What you are asked to do: Continue the article on sleep and resilience among military service members, starting right after its last sentence.

A study found that military service members who reported insomnia symptoms or short sleep durations were less resilient than members who reported healthy sleep hygiene. Several physical and mental variables were evaluated as indices of resilience. These variables were self-rated general health, lost workdays, deployment, completion of service term, and healthcare utilization.
Long sleep duration was less predicative of resilience outcomes.
“We have identified a modifiable predictor of resilience. These metrics are especially important to organizational leaders that are trying to maximize work performance and well-being,” says lead author Amber Seelig, MPH, in a release. “We also showed that poor sleepers are more likely to leave the military early and are less likely to deploy, which is extremely relevant to military leadership.”
The study population consisted of approximately 55,000 participants from the Millennium Cohort Study, which includes men and women from all branches of military service, as well as Reservists and National Guardsmen.

Record extracts:
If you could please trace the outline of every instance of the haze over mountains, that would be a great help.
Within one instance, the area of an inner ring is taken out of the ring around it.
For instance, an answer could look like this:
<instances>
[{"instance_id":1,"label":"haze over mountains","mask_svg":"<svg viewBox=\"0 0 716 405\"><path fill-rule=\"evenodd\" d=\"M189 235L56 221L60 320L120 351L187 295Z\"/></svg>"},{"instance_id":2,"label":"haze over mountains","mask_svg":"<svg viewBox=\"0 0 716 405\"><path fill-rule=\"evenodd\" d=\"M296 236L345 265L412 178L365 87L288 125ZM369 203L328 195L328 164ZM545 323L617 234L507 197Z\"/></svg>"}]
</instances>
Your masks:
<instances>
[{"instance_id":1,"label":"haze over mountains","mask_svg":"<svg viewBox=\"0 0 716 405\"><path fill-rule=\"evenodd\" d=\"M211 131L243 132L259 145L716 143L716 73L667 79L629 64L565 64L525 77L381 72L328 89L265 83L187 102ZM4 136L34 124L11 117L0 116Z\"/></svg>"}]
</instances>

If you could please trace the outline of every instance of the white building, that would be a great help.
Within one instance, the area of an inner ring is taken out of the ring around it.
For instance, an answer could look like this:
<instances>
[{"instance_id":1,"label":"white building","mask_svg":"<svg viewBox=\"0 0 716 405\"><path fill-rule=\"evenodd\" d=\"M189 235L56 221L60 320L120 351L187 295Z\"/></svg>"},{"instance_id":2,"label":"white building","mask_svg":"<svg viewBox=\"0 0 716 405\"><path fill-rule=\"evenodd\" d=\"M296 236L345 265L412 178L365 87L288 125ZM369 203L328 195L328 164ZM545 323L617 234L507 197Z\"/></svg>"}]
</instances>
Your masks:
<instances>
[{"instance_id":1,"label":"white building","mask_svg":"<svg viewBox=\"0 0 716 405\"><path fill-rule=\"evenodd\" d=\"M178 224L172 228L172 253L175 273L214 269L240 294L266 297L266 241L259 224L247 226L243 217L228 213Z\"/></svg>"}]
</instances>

Exercise response:
The findings from this study underscore the integral role of sleep as a modifiable predictor of resilience indices in military personnel, a relationship that is likely to generalize broadly to both military and civilian populations and their operating environments.
Study results are published in the May issue of the journal Sleep.
According to the authors, future studies should explore if interventions that improve the sleep of individuals in operational environments will pay long-term dividends in terms of individual well-being, efficient use of military training dollars, and attendant organizational strength and readiness.